Isso ocorreu em alguns lugares do mundo – nos Estados Unidos, com Donald Trump; no Brasil, com Bolsonaro. Mas você também vê um país como a Nova Zelândia, que adotou medidas bastante severas e conseguiu eliminar a Covid-19 de seu território. A China, que tem uma população gigantesca, também conseguiu controlar a Covid-19 com medidas duras, porém necessárias. Isso ensina que é melhor tomar uma medida dura em um curto espaço de tempo do que ficar relutando e, ao longo do tempo, perder vidas e economia, e ter o tempo todo que recomeçar.
O Brasil começou a vacinar e, ainda assim, o número de mortes segue alto. Fica a impressão de que, apesar da imunização, não há redução na taxa de mortalidade. Há um descuido nisso, o próprio presidente não dá um bom exemplo. Independentemente de todas as outras ideias do presidente, se ele tivesse liderado a sociedade no enfrentamento da Covid, ele estaria muito popular agora. As pessoas poderiam reclamar de lockdown, de muitas coisas, mas estariam vendo resultado positivo. O Brasil poderia estar com número de mortes bem menor, mas infelizmente não houve uma política liderada pelo governo federal.
Se o governo tivesse atendido a primeira proposta de Pfizer e não tivesse procurado encrenca com a China, nós provavelmente teríamos muito mais vacinas do que temos, talvez tivéssemos vacinado muito mais gente. Com isso, somado aos cuidados de distanciamento, a gente podia ter preservado muitas vidas e ter retorno às atividades normais mais seguro, em vez de ser sempre uma espécie de salto no escuro.
Seria muito importante melhorar o conhecimento da ciência que a sociedade tem. Isso poderia representar um avanço social significativo para o Brasil.
Há um gargalo, que é a falta de recurso…
Os cortes são muito devastadores para a ciência, a gente fica em uma situação que não sabe o que vai acontecer depois. O Brasil poderia estar produzindo vacina. O Brasil tem produção científica que nos colocaria possíveis autores de uma vacina, daria mais destaque ao Brasil.
É curioso notar que o governo não faz questão de que tenha destaque internacional. Tem aquela frase do ex-ministro das Relações Exteriores Ernesto Araújo, que dizia que se orgulhava de ser um pária no mundo. O Brasil está em uma posição muito difícil. Tínhamos tudo para estarmos saindo muito bem. Temos um plano de vacinação que funciona bem, know-how de vacinação, comunidade científica, avanço na educação. Tínhamos conseguido tudo isso, e agora tudo isso está posto em xeque.

### LINHAS FORNECIDAS:
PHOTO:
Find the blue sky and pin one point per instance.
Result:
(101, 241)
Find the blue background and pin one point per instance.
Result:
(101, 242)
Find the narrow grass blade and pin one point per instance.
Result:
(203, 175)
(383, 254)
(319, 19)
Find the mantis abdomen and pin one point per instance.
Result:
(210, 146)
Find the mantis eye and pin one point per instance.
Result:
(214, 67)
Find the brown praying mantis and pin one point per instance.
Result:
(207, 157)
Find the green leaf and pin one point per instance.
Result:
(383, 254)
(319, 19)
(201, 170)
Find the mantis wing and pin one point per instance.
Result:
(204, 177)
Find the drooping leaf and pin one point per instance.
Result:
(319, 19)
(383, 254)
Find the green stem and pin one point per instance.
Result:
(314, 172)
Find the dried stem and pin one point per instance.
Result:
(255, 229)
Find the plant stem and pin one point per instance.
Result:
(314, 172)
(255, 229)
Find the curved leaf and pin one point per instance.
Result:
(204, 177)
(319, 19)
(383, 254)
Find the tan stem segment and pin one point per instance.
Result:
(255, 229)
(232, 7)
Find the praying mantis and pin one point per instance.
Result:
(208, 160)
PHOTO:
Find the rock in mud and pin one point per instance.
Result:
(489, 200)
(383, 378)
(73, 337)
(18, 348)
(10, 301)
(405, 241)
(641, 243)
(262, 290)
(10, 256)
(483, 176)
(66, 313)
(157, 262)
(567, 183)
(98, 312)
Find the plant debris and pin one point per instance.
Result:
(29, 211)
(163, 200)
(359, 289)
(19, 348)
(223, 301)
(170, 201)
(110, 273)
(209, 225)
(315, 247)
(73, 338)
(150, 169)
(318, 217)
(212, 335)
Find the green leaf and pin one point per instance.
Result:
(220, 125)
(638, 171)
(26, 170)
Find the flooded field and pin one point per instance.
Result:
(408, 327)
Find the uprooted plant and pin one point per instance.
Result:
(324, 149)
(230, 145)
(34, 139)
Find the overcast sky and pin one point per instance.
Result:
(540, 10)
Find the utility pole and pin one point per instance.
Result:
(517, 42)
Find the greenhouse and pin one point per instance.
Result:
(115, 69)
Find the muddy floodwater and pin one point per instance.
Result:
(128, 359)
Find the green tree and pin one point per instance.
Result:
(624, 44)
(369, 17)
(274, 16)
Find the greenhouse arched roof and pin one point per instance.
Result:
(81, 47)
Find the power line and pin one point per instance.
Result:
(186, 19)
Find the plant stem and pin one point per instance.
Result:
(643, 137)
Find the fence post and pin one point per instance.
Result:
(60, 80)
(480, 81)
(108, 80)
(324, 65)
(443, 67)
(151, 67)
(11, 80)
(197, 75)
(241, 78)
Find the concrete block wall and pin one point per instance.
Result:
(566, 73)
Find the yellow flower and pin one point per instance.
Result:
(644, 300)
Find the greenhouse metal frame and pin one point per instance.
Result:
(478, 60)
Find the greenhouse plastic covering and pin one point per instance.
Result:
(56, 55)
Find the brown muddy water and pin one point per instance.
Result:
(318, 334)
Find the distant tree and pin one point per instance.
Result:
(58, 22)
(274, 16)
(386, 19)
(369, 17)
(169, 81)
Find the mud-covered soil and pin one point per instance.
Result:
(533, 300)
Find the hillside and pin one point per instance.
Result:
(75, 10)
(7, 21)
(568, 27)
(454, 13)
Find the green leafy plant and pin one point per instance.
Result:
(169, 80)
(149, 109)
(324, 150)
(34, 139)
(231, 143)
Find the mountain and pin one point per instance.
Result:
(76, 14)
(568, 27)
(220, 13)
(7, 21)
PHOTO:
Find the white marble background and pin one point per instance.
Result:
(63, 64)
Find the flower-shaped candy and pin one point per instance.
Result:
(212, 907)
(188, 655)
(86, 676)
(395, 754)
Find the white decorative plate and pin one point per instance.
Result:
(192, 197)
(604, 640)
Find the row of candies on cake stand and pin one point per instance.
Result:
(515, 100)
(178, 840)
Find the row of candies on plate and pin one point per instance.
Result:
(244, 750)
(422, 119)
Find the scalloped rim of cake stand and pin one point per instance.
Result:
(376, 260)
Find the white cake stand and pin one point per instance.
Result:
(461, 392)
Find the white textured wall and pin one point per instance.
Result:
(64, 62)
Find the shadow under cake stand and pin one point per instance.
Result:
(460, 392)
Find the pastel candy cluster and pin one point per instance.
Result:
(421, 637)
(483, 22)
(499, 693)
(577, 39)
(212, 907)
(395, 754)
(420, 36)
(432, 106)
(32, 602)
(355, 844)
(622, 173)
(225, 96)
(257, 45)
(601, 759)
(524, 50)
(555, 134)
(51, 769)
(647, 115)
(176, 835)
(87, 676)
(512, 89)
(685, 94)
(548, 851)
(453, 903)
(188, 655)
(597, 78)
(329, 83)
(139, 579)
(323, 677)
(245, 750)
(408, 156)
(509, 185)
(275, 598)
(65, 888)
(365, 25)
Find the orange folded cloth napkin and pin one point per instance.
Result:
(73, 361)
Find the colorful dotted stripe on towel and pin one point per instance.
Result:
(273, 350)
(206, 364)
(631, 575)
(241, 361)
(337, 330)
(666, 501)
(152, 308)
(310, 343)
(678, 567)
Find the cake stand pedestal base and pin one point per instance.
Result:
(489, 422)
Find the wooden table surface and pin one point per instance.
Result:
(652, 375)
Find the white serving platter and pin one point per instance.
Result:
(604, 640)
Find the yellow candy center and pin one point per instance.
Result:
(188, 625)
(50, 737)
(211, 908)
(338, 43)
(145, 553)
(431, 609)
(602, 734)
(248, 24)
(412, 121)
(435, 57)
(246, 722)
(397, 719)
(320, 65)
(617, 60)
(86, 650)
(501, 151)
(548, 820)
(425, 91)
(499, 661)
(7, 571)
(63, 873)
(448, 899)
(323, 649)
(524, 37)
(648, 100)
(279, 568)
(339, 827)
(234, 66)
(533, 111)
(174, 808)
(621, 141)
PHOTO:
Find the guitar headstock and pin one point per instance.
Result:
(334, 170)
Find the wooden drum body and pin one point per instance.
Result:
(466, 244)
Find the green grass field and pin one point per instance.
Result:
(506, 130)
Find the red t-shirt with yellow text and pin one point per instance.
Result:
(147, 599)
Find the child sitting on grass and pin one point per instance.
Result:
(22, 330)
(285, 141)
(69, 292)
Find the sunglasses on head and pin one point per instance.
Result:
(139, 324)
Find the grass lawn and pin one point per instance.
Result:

### ATIVIDADE A:
Segundo o trecho do texto, que país adotou medidas bastante severas e conseguiu eliminar a Covid-19 de seu território?
### ATIVIDADE B:
Transcreva do trecho do texto a passagem entre "Isso ocorreu em" e "todo que recomeçar.", com as duas partes incluídas.

### RESPOSTA ESCRITA A:
A Nova Zelândia.

### RESPOSTA ESCRITA B:
Isso ocorreu em alguns lugares do mundo – nos Estados Unidos, com Donald Trump; no Brasil, com Bolsonaro. Mas você também vê um país como a Nova Zelândia, que adotou medidas bastante severas e conseguiu eliminar a Covid-19 de seu território. A China, que tem uma população gigantesca, também conseguiu controlar a Covid-19 com medidas duras, porém necessárias. Isso ensina que é melhor tomar uma medida dura em um curto espaço de tempo do que ficar relutando e, ao longo do tempo, perder vidas e economia, e ter o tempo todo que recomeçar.